Written problem:
Please repeat the lines of the data below verbatim, beginning at the line that contains "outline **man's nose**" and continuing through the end of the data.

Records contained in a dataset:
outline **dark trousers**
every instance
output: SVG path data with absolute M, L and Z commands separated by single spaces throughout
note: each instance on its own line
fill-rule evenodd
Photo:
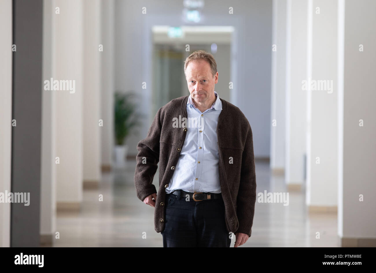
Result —
M 221 198 L 186 201 L 185 196 L 167 194 L 165 203 L 164 247 L 230 247 Z

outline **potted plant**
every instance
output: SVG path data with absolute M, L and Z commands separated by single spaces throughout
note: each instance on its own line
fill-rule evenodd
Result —
M 133 132 L 133 128 L 139 125 L 139 115 L 136 112 L 136 105 L 132 101 L 135 96 L 134 93 L 117 92 L 115 95 L 115 164 L 118 166 L 123 166 L 125 165 L 128 150 L 128 146 L 125 144 L 126 139 Z

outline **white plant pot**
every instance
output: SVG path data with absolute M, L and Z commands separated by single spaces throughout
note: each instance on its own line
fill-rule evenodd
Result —
M 126 158 L 128 153 L 128 145 L 116 145 L 115 147 L 115 165 L 117 167 L 126 165 Z

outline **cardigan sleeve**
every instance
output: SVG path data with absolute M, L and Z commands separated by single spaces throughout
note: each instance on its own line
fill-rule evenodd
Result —
M 252 129 L 248 130 L 242 156 L 240 182 L 237 199 L 239 228 L 237 232 L 251 236 L 256 200 L 256 176 Z
M 150 195 L 156 193 L 153 178 L 158 168 L 159 159 L 159 140 L 162 125 L 160 108 L 154 117 L 146 138 L 137 144 L 138 153 L 136 156 L 135 186 L 137 197 L 141 201 Z

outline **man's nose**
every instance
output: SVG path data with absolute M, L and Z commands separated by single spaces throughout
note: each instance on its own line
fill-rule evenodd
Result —
M 194 91 L 197 92 L 200 90 L 200 83 L 197 82 L 194 86 Z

Answer for this exercise:
outline **man's nose**
every instance
output: SVG path data with absolute M, L and Z commands separated by single spaces throughout
note: each instance on its own line
fill-rule evenodd
Result —
M 194 91 L 197 92 L 200 90 L 200 83 L 197 82 L 194 86 Z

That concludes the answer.